▶ What you are asked to do
When you copy the data, keep every line exactly as written and skip the pictures.
________
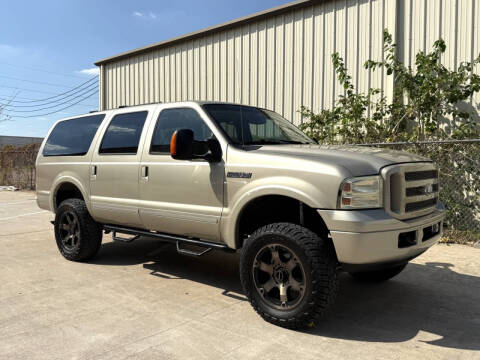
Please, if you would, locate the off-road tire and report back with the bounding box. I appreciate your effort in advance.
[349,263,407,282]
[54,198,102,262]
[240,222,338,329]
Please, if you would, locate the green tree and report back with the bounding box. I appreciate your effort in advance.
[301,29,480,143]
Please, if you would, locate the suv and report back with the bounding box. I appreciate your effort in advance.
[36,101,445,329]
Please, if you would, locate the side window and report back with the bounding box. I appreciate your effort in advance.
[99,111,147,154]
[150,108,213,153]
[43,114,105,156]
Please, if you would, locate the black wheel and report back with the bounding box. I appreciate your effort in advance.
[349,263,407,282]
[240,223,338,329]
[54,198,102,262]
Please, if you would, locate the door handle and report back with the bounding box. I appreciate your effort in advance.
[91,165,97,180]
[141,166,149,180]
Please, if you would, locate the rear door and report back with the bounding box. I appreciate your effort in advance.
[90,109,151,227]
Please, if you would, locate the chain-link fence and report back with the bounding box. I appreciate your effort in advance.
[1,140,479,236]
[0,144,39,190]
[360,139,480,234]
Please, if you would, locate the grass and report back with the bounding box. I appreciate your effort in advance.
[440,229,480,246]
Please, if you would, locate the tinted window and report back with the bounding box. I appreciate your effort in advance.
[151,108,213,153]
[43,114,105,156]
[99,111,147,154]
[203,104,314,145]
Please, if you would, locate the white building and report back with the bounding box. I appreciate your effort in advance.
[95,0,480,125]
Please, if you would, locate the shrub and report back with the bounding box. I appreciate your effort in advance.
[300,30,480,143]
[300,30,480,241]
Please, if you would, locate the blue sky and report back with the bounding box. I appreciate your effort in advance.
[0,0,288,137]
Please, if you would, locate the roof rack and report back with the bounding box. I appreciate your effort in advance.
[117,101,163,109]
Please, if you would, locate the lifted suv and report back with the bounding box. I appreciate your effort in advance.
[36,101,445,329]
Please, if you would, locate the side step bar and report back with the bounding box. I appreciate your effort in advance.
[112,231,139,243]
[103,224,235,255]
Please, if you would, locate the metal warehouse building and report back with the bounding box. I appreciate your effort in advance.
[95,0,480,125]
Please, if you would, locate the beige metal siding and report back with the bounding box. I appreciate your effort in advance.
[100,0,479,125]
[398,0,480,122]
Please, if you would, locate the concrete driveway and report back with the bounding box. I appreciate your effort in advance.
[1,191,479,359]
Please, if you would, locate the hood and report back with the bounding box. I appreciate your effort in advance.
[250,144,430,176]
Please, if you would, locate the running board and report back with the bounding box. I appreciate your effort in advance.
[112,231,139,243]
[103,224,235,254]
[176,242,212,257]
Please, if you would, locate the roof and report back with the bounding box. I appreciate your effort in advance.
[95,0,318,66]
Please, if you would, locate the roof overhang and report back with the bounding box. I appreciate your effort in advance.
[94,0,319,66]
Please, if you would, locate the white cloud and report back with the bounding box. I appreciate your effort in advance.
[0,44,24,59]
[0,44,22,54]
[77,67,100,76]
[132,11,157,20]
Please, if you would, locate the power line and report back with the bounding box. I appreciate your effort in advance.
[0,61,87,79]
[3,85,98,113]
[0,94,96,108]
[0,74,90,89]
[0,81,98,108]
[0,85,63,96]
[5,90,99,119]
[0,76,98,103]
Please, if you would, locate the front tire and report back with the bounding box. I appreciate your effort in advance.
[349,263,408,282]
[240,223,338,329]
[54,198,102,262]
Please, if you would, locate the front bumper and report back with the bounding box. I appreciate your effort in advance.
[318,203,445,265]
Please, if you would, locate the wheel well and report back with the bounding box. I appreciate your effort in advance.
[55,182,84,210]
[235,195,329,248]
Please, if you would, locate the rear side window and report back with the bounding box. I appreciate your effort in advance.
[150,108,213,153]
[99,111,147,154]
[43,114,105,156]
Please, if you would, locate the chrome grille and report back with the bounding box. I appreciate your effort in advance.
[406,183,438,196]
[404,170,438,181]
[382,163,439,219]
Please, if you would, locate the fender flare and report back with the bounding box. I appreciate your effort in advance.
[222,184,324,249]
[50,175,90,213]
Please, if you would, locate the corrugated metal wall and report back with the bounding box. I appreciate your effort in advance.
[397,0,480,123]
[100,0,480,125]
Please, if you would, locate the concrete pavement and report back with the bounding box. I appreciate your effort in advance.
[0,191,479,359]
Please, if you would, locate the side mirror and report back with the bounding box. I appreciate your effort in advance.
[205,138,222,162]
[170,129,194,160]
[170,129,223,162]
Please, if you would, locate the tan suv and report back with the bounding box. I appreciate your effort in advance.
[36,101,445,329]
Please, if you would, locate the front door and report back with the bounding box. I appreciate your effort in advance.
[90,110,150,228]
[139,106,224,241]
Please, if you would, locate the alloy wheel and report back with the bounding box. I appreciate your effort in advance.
________
▶ Result below
Please, if you would, locate the off-road tire and report back with the bounding box. I appreciate your effort in advance.
[349,263,407,282]
[54,198,102,262]
[240,222,338,329]
Please, if you would, locate the green tree and report back with the bounding box. I appreciate your effort in advance.
[301,29,480,143]
Please, if you would, locate the suv and report back with the bounding box. I appreciate your effort in advance.
[36,101,445,329]
Please, if you would, locate the side window and report back with the bounding box. I appreciate your effort in advance.
[99,111,147,154]
[150,108,213,153]
[43,114,105,156]
Please, if you would, locate the black wheel and report back with the bounding box. I appreciate your effort in advance.
[349,263,407,282]
[240,223,338,329]
[54,198,102,262]
Please, if you would, locate the door handle and report back with the bounding box. I appreciate your effort in advance.
[91,165,97,180]
[141,166,149,180]
Please, if you would, locate the rear door and report back with the bounding box. I appreciate your effort in advance.
[90,109,151,227]
Please, if you would, locate the chain-link fence and report back with the bounding box. I appreciate your effort in advance.
[1,140,479,236]
[0,144,39,190]
[360,139,480,234]
Please, if you would, locate the grass and report back with the bounding box. I appreciate your effort in advance.
[440,229,480,246]
Please, if you would, locate the tinted window and report back with the bounding box. I appreciate your effort in advance.
[151,108,213,153]
[43,114,105,156]
[99,111,147,154]
[203,104,314,145]
Please, if you would, locate the white building and report back with the bounding box. I appreciate your effort in advance.
[95,0,480,125]
Please, if you would, locate the shrub and report back with the bounding box. I appreciate your effort in advance.
[300,30,480,143]
[300,30,480,241]
Please, if you would, locate the blue sky and report back with the bounding box. I appreciate your effort in advance.
[0,0,288,137]
Please, if you would, locate the roof rack and report back with the bounding box. I appreciate your effort in advance.
[117,101,163,109]
Please, if you would, locate the lifted suv and report back with the bounding box. I appreciate your effort in advance.
[36,101,445,329]
Please, if you would, locate the side step bar and report back with the bounding box. I appreciate your effort in advance.
[112,231,139,243]
[103,224,235,255]
Please, if you would, locate the metal warehouse building and report back with the bounding box. I appreciate your effort in advance.
[95,0,480,125]
Please, if you would, locate the beige metal siding and report back with the bounding box. I appreciate your effort in advance.
[100,0,479,125]
[398,0,480,122]
Please, if you would, locate the concrete driveway and report back with the bounding box. I appreciate your effort in advance.
[1,191,479,359]
Please, if you would, locate the hood and report back with the bounding box. I appreciate your effort in advance.
[250,144,430,176]
Please, if you would, locate the running board and report back with the bounding box. I appreciate your effort in advance.
[112,231,139,243]
[103,224,235,254]
[176,242,212,257]
Please, if you would, locate the roof and report back with the bounding box. I appreciate your effort in advance.
[95,0,318,66]
Please, if you would, locate the roof overhang and report back with the bounding box. I appreciate your effort in advance.
[94,0,319,66]
Please, if you would, locate the white cloud and report back with the bounding box. I appreciate your effort in advance.
[0,44,24,59]
[0,44,22,54]
[77,67,100,76]
[132,11,157,20]
Please, if you would, locate the power line and report back with the bounding box. I appreciate your effort in advance.
[0,61,87,79]
[3,85,98,113]
[0,94,96,108]
[0,74,90,89]
[0,81,98,108]
[0,85,63,96]
[5,90,99,119]
[0,76,98,103]
Please, if you would, locate the front tire and report back with the bounding box. I appreciate your effort in advance.
[349,263,408,282]
[240,223,338,329]
[54,198,102,262]
Please, if you would, locate the front bumper and report back with the bounding box. I appreciate your effort in advance.
[318,203,445,265]
Please, if you would, locate the wheel well and report back with the bounding box. I appreciate your effort in advance.
[55,182,84,210]
[235,195,329,248]
Please, if you would, locate the rear side window and report back with the bounding box. I appreciate your effort in advance.
[150,108,213,153]
[99,111,147,154]
[43,114,105,156]
Please, if you would, locate the chrome grille and report back with the bounding box. I appreciate your effort in advance.
[406,183,438,196]
[404,170,438,181]
[382,163,439,219]
Please, if you would, locate the fender flare and report back with the bounding box. I appreciate your effort in advance.
[222,184,324,249]
[50,175,90,213]
Please, if you would, locate the corrugated metal wall and report back with the bounding box. I appreciate your effort in advance.
[397,0,480,123]
[100,0,480,125]
Please, if you would, locate the concrete pavement and report back with the bounding box. I appreciate your effort in advance.
[0,191,479,359]
Please, if you would, locate the side mirror and report back with the bounding box. I appreciate your effort in advance.
[205,138,222,162]
[170,129,194,160]
[170,129,223,162]
Please, if you would, locate the tan suv and report back with the bounding box. I appreciate your effort in advance.
[36,101,445,329]
Please, if you would, locate the front door and report back with the bounding box. I appreciate your effort in advance.
[90,110,150,228]
[139,106,224,241]
Please, if you would, locate the alloy wheel and report back with the bounding box. I appreciate your effort in advance.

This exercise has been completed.